* What is asked
Pick out each line in the items below that contains the word "denim", and copy those lines.

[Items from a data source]
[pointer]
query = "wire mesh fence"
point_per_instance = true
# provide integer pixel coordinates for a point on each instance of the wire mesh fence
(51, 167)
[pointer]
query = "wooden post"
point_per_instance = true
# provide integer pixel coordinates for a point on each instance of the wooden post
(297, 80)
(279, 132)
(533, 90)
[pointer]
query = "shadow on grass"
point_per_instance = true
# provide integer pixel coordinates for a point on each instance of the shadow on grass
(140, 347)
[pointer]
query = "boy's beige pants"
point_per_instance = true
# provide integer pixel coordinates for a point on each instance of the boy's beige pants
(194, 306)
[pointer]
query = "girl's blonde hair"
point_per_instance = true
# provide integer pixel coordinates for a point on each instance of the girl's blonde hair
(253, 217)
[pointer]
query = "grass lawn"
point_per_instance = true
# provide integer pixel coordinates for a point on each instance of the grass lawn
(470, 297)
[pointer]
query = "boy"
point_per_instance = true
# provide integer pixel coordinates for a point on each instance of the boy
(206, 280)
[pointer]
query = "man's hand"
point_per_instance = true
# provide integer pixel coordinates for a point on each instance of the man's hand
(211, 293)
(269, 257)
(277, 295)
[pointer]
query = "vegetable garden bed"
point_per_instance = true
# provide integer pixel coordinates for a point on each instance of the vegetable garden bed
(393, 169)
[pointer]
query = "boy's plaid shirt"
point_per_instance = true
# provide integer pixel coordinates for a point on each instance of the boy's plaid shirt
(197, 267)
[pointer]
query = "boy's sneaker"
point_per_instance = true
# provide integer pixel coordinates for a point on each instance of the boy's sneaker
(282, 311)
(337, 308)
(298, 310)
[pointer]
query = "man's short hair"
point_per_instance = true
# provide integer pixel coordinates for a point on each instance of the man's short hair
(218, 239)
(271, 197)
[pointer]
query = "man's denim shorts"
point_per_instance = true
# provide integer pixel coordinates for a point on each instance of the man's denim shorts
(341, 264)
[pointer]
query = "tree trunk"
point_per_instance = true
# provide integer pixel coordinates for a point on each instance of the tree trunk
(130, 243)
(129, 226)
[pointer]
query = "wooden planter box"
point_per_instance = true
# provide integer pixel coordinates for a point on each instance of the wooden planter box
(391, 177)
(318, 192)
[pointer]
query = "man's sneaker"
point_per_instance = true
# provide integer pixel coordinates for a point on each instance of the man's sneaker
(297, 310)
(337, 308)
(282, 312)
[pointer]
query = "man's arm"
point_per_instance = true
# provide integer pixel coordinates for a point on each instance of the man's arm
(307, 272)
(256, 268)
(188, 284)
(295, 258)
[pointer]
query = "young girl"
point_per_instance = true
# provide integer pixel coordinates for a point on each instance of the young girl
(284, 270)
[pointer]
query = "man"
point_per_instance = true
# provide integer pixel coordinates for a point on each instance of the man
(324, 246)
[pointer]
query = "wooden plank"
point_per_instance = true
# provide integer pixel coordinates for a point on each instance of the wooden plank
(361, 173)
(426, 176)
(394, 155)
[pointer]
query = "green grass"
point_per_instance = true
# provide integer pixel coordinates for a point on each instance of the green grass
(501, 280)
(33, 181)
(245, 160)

* Answer to the task
query = "man's denim shorts"
# provide integer pixel coordinates for a point on each instance of the man's denim shorts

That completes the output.